[begin PASSAGE PROVIDED]
The situation of human rights in Israel and the occupied territories is, of course, a matter that involves more than international law. The complexity of strategic and economic interests in the area make it the scene of the historical struggle of the entire Arab peoples against the Zionist-Imperialist pact. But human considerations and the question of human rights, in some way, produce a common platform for the parties of different political and cultural backgrounds to start a dialogue concerning the solution of this problem from within their societies, by affecting the course of the struggle towards the creation of a secular democratic state in Palestine for Arabs and Jews. The activities of the Israeli League for Human and Civil Rights, equivalent to the activities of several Palestinian and Arab groups of similar convictions towards human rights, is a step in this direction.

Adnan Amad

Chapter 17: (pp. 185 – 197)

Attempted Coup Against the Shahak Group from within the League

On the 16th of November 1972, the annual meeting of the League was interrupted by a group of Young Israeli Labour Party members who tried, by undemocratic methods, to overthrow Dr. Shahak and his group from the chairmanship of the League. The «coup» was publicly encouraged by rightist radical circles in government, parties and press with the aim of bringing the League under control. The meeting was postponed, and Dr. Shahak, defending his position and convictions, raised the case in the High Court which upheld his rights and those of the League. The following documentation published by the League tells the story of the «coup.» (Editor).

Published by the Committee of the Israeli League for Human and Civil Rights (Tel-Aviv, November 17, 1972).

(i)     A Public Statement

On Thursday, the 16th of November, 1972, at 19:30, a general meeting of the members of The Israeli League for Human and Civil Rights was to be held in the «Bnai-Brith» House in Tel-Aviv. The agenda was to include: 1) reading of the U.N. Declaration of Human Rights and a short lecture on the Situation of Human Rights in Israel; 2) the reporting on the League's activities from the time of the last general meeting; 3) elections of the League's committee.

At 19.30, before the opening of the meeting, the members of the League found themselves surrounded by some hundreds of persons, who were not members of the League, but who demanded to join on the spot and to take part in the meeting.
[end PASSAGE PROVIDED]
[begin STORED RECORDS]
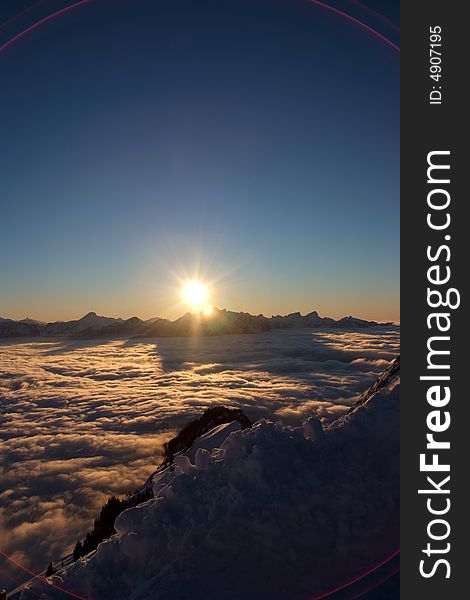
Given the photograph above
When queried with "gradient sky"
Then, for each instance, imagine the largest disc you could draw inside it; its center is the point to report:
(252, 142)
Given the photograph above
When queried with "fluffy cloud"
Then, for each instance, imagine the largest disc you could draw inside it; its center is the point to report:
(84, 420)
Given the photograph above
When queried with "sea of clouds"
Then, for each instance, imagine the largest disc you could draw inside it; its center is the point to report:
(83, 420)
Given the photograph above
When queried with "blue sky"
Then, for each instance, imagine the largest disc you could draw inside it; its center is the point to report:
(254, 144)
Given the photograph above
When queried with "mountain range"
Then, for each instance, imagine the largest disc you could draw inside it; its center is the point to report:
(219, 322)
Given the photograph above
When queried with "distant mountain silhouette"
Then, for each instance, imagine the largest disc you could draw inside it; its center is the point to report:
(219, 322)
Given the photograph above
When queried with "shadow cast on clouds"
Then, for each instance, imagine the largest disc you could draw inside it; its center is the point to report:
(82, 420)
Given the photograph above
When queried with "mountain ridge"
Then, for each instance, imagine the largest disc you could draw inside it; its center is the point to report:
(219, 322)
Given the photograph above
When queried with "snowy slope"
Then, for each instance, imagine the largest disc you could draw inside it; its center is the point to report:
(273, 513)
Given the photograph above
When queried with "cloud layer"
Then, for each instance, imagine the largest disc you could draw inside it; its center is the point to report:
(84, 420)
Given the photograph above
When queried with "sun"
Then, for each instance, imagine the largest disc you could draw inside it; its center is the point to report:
(195, 294)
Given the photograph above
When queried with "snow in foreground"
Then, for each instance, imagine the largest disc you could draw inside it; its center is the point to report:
(268, 513)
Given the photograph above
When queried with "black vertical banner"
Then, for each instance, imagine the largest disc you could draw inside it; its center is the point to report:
(435, 257)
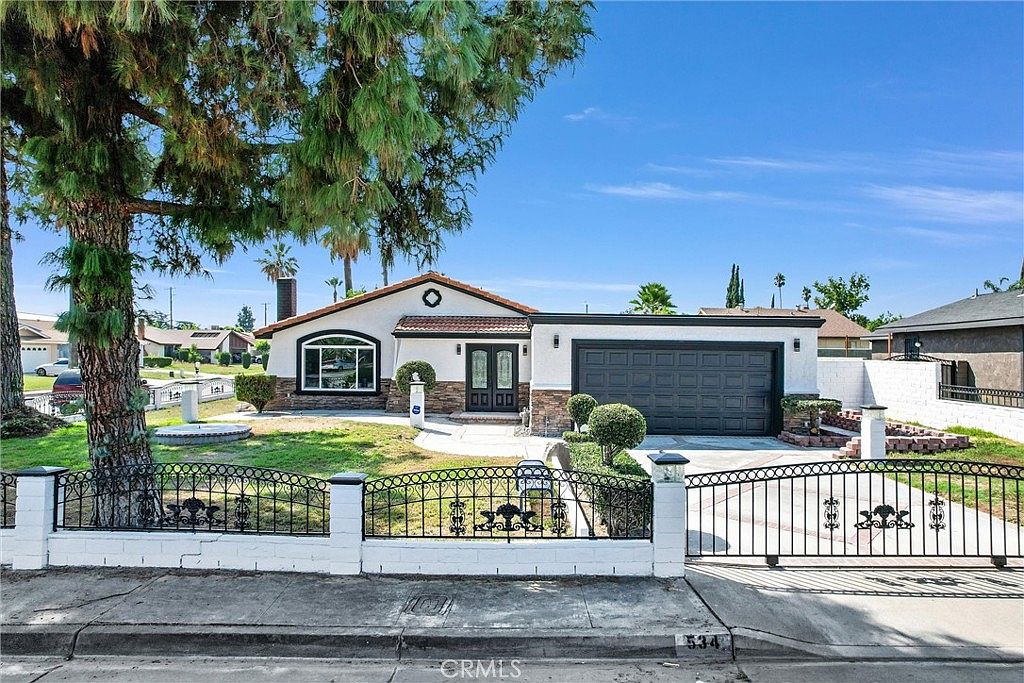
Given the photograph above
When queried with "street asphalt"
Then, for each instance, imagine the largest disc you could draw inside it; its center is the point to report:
(718, 613)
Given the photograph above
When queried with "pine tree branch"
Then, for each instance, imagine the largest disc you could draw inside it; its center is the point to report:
(157, 207)
(142, 112)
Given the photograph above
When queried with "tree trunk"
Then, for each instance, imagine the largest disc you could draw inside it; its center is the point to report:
(11, 390)
(348, 274)
(115, 402)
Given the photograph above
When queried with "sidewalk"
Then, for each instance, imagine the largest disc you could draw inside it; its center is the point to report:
(966, 614)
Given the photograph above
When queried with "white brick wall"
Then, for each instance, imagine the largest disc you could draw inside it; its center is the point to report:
(519, 558)
(909, 390)
(197, 551)
(842, 379)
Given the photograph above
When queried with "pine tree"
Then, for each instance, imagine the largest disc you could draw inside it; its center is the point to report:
(161, 131)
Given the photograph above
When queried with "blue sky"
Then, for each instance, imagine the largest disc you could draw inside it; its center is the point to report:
(813, 139)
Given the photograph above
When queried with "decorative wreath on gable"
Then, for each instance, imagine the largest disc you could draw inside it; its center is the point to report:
(431, 298)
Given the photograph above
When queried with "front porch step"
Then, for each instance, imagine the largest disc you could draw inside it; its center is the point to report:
(465, 417)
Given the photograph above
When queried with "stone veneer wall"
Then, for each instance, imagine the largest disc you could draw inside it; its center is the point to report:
(548, 416)
(445, 397)
(288, 399)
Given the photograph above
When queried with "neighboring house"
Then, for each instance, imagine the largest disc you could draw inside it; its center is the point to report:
(982, 336)
(156, 341)
(839, 337)
(687, 374)
(41, 343)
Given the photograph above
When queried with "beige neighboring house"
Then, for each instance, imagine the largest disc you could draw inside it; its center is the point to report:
(41, 343)
(156, 341)
(839, 337)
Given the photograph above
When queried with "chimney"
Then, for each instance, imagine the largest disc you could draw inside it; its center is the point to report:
(288, 290)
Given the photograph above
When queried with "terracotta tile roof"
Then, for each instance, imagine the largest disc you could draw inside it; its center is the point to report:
(836, 324)
(468, 325)
(391, 289)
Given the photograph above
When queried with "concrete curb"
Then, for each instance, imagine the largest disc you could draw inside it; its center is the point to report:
(394, 643)
(751, 644)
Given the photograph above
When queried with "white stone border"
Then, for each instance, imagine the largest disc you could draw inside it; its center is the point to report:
(34, 544)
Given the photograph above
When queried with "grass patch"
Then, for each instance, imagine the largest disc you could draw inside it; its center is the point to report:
(996, 497)
(37, 383)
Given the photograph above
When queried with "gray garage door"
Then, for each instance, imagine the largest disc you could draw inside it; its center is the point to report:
(683, 389)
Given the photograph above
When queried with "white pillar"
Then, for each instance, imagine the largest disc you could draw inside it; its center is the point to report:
(417, 404)
(346, 522)
(872, 432)
(34, 516)
(669, 474)
(189, 402)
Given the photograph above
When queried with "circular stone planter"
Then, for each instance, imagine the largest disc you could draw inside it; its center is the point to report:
(197, 433)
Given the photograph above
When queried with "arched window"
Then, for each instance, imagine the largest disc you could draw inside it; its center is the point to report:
(339, 363)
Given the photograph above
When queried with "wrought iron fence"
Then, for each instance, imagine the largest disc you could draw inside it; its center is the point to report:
(894, 507)
(1006, 397)
(8, 495)
(520, 502)
(194, 497)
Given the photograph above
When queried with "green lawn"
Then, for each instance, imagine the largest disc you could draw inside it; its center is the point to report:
(307, 445)
(188, 370)
(997, 497)
(35, 382)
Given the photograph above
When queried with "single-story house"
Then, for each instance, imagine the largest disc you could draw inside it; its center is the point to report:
(41, 343)
(687, 374)
(838, 338)
(982, 336)
(157, 341)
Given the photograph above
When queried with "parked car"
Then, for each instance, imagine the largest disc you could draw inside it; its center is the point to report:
(52, 369)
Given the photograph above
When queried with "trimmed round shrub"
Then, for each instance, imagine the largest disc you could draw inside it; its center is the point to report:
(255, 389)
(580, 407)
(404, 375)
(616, 427)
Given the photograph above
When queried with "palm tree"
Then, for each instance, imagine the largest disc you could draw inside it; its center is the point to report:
(276, 264)
(346, 243)
(334, 284)
(779, 283)
(653, 299)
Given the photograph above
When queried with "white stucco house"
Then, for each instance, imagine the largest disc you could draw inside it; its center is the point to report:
(687, 374)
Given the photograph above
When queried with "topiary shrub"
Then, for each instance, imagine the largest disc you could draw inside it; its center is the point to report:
(616, 427)
(255, 389)
(577, 437)
(404, 375)
(811, 408)
(580, 406)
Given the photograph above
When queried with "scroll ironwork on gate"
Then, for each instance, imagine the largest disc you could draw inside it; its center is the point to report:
(897, 507)
(194, 497)
(508, 503)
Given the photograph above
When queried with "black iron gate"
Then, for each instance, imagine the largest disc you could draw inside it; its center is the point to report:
(899, 508)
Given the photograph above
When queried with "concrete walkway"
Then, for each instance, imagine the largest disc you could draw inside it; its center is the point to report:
(440, 434)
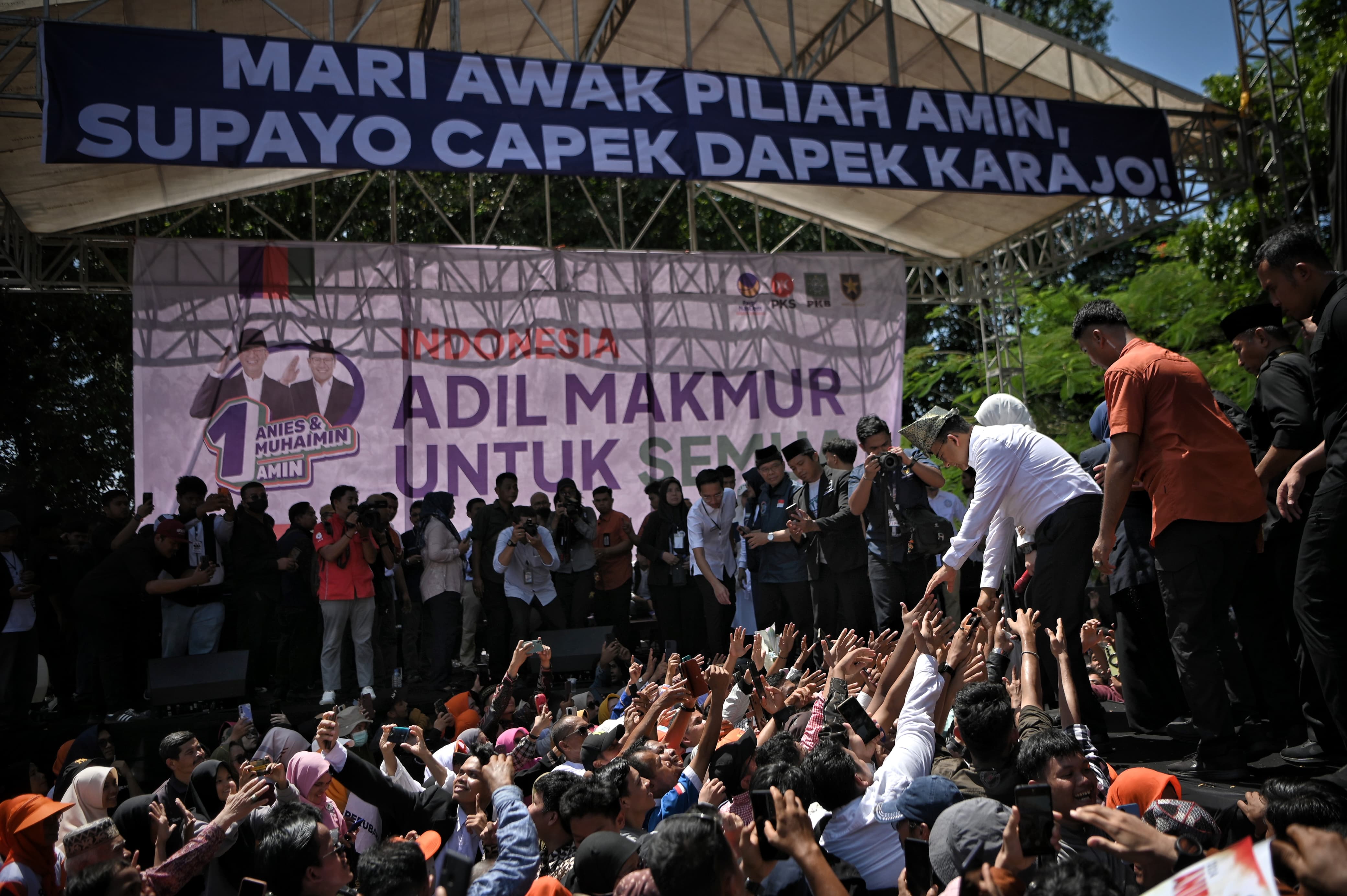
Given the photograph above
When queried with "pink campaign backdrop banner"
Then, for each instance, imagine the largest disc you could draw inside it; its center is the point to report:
[end STORED RECORDS]
#### WHAT TO WORK ON
A. According to the passage about the Israeli League for Human and Civil Rights, in what building was the general meeting of November 16, 1972, to be held?
B. Carry on the passage about the Israeli League for Human and Civil Rights, picking up right after its last sentence.
This material was drawn from a separate source.

#### ANSWERS FOR THE TASKS
A. The «Bnai-Brith» House in Tel-Aviv.

B.
We should make it clear that in the whole history of the League (37 years) not once was membership ever refused to anyone. Everyone who wanted to become a member and declared so in writing was gladly accepted. But it never happened that somebody asked to join at the very moment of the opening of the general meeting, much less hundreds of people coming in organized groups and threatening violence.

Some of the organized groups had taken by force the blanks bearing the League stamp which were prepared for the members of the League for the purpose of entering the hall and participating in the elections.

The organized groups seized the entrance of the hall and pestered the members of the committee. The obvious spokesmen of these groups were Uzi Bar'am, Yehiel Leket, Gyora Rozen, Nathan Ra'anan and Amnon Golan – active members of the Labour Party Youth Division. Because of the danger of violent riots, the League's committee decided to accept the unreasonable demand to register all the hundreds of the new «candidates» – an activity which took nearly half of the time fixed for the meeting. But since the disturbances did not cease, the chairman of the League, acting on decision of the League's committee, had to cancel the meeting.

We note that on the 17th of November, the day after the planned meeting, The Jerusalem Post had a notice saying that the chairman of the League had refused to accept any new members into the League. It will be seen that this notice is wholly incorrect.

Members of the League will receive an invitation to a general meeting to be held on another date.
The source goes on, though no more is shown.